▶ [Reading passage]
-- begin --

Epson EcoTank ET-4850 Wireless All-in-One Cartridge-Free Supertank Printer

The Epson EcoTank ET-4850 is our top pick for 2026, and it earns that title by hitting the sweet spot between price, features, and performance. It prints at up to 15.5 pages per minute (ppm) in black and 8.5 ppm in color, which is genuinely fast for a home office setting. Resolution tops out at 4800 x 1200 dpi, giving you sharp text on documents and detailed, vibrant color on photos and graphics. This is not a printer that compromises on quality to save money on ink.

Where the ET-4850 separates itself from the basic ET-2800 is in its full-featured all-in-one capability. You get print, scan, copy, and fax all in one unit. There is an automatic document feeder (ADF), which lets you load a stack of papers and walk away — no manually flipping pages. Ethernet connectivity means you can hardwire it to your network for a stable connection in a shared office environment. It also works with the Epson Smart Panel app for mobile printing and Epson Scan to Cloud for scanning directly to cloud services. If you run a small home business or work from home regularly, the ET-4850 is one of the best printers for small businesses at this price point.

-- end --

(Coordinate annotation records)
-- begin --

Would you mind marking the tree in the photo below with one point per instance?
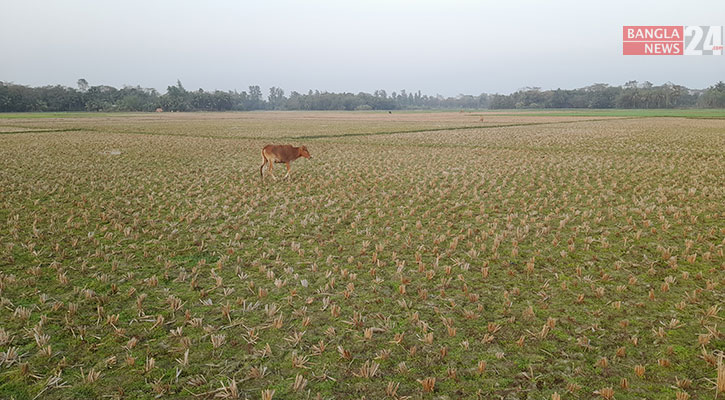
(276, 98)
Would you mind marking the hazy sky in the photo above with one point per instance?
(446, 47)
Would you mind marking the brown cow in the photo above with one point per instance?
(281, 153)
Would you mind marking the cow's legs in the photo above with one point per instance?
(261, 169)
(269, 169)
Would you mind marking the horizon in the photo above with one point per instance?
(463, 47)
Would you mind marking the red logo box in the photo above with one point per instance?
(652, 40)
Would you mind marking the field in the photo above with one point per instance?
(492, 255)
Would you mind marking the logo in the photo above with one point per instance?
(668, 40)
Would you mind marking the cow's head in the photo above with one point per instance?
(304, 153)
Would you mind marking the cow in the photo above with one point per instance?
(281, 153)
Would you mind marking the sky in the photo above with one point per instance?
(438, 47)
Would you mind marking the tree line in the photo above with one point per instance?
(20, 98)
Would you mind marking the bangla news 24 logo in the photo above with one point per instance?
(695, 40)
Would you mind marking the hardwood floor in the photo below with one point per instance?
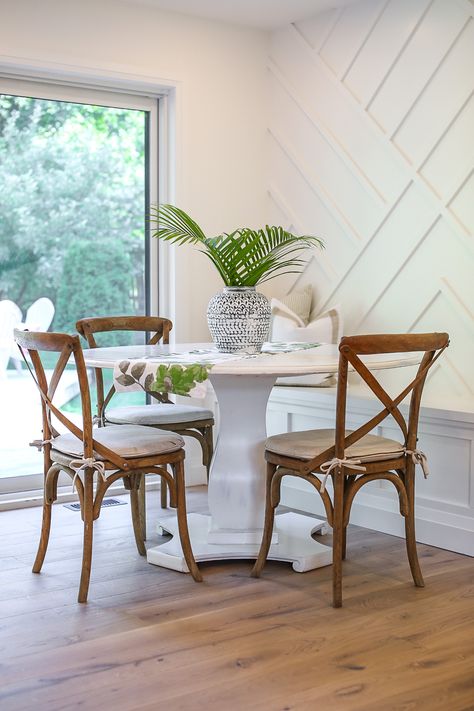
(153, 639)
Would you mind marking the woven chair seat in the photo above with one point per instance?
(129, 441)
(163, 414)
(308, 444)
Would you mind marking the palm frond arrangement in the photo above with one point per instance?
(244, 257)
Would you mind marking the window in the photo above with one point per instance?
(77, 173)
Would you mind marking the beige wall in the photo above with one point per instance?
(220, 72)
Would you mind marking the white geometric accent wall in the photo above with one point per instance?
(372, 144)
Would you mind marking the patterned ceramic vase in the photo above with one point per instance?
(239, 319)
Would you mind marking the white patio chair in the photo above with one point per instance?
(39, 317)
(10, 318)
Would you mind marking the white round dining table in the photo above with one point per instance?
(236, 493)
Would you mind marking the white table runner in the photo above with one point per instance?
(185, 373)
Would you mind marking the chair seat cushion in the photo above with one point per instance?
(308, 444)
(164, 414)
(129, 441)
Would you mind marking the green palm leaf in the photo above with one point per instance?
(244, 257)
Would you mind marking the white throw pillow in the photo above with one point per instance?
(298, 302)
(288, 326)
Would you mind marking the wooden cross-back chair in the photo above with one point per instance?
(353, 458)
(105, 454)
(187, 420)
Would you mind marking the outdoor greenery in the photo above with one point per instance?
(244, 257)
(71, 207)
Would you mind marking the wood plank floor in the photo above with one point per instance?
(153, 639)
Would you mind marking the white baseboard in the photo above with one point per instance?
(444, 501)
(455, 533)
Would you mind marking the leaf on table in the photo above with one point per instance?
(123, 365)
(138, 370)
(149, 381)
(125, 380)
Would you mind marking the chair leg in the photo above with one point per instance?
(50, 495)
(183, 522)
(410, 527)
(88, 510)
(44, 537)
(164, 494)
(344, 542)
(268, 524)
(209, 441)
(338, 538)
(142, 506)
(136, 519)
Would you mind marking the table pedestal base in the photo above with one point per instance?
(295, 544)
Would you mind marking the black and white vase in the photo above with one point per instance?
(239, 319)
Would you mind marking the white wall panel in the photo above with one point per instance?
(427, 47)
(317, 30)
(315, 88)
(358, 205)
(451, 161)
(445, 95)
(379, 113)
(462, 206)
(348, 36)
(383, 46)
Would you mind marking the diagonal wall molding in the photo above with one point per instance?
(411, 263)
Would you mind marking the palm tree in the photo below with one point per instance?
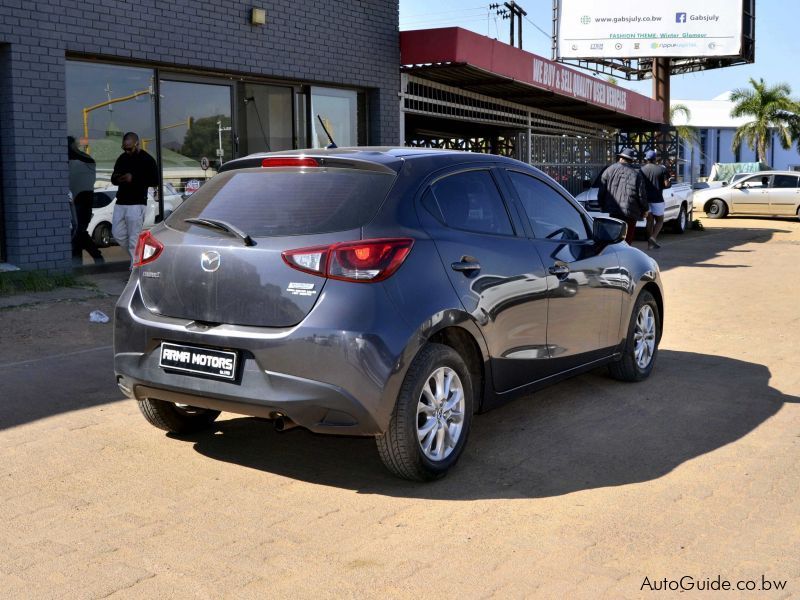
(771, 108)
(685, 132)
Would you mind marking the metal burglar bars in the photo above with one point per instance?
(569, 149)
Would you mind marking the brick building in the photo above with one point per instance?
(194, 80)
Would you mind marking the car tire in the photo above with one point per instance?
(717, 209)
(102, 235)
(682, 223)
(176, 418)
(641, 344)
(433, 407)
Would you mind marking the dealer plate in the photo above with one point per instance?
(219, 364)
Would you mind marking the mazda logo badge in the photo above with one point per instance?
(210, 261)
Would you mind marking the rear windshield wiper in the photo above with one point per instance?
(223, 226)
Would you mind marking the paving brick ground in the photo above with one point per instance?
(580, 491)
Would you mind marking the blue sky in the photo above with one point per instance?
(777, 42)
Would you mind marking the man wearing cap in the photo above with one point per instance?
(656, 179)
(622, 192)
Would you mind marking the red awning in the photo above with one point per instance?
(467, 60)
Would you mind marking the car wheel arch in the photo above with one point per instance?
(465, 344)
(655, 291)
(708, 202)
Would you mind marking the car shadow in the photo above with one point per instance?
(696, 248)
(585, 433)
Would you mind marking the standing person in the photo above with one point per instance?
(134, 172)
(622, 192)
(82, 174)
(656, 179)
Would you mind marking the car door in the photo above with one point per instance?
(783, 195)
(584, 311)
(493, 268)
(751, 196)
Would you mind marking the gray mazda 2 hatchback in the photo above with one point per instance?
(384, 292)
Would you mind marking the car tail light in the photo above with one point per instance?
(147, 249)
(290, 161)
(364, 261)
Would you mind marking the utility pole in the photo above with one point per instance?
(512, 11)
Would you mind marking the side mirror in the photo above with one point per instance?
(606, 230)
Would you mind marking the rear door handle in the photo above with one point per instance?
(467, 264)
(559, 271)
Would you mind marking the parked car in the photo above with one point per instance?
(103, 210)
(767, 193)
(677, 204)
(389, 293)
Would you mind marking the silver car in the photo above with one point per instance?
(766, 193)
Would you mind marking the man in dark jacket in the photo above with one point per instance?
(656, 179)
(134, 172)
(622, 192)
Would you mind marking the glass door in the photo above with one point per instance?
(196, 135)
(265, 118)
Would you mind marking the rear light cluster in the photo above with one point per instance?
(362, 261)
(147, 249)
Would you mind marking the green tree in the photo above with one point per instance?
(772, 108)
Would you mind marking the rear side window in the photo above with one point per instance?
(551, 215)
(471, 201)
(785, 181)
(272, 202)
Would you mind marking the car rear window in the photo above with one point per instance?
(278, 202)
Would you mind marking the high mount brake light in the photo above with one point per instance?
(290, 161)
(361, 261)
(148, 248)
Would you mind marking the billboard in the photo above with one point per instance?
(635, 29)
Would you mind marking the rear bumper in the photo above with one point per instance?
(311, 404)
(342, 381)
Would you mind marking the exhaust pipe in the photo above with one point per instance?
(283, 423)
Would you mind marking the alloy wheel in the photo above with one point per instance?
(644, 336)
(440, 413)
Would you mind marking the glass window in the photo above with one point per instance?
(785, 181)
(338, 111)
(265, 202)
(551, 215)
(195, 124)
(103, 102)
(759, 181)
(472, 202)
(265, 118)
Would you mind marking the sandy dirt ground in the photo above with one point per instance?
(589, 489)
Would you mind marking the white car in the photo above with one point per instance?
(677, 205)
(103, 211)
(766, 193)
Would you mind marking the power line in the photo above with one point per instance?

-- end --

▶ [Required actions]
A. Answer these questions using the ET-4850 review:
(i) How many pages per minute does the printer produce in black?
(ii) What is its maximum resolution?
(iii) Which app does it work with for mobile printing?
B. Put this sentence from the ET-4850 review into Spanish: "Ethernet connectivity means you can hardwire it to your network for a stable connection in a shared office environment."
C. Take the ET-4850 review further, starting after its final sentence.
This listing comes from a separate source.

▶ [Solved problems]
A.
(i) Up to 15.5 pages per minute.
(ii) 4800 x 1200 dpi.
(iii) The Epson Smart Panel app.

B. La conectividad Ethernet significa que puedes conectarla por cable a tu red para tener una conexión estable en un entorno de oficina compartido.

C.
The ink tank capacity is generous, and the per-page cost stays low even when you are printing in color frequently. The printer handles a wide range of media types and paper sizes without fuss. Build quality feels solid — this is a printer built to sit on a desk and get used every day, not just occasionally. Setup takes about 15 minutes, and the touchscreen panel makes navigation intuitive even if you have never used an EcoTank before.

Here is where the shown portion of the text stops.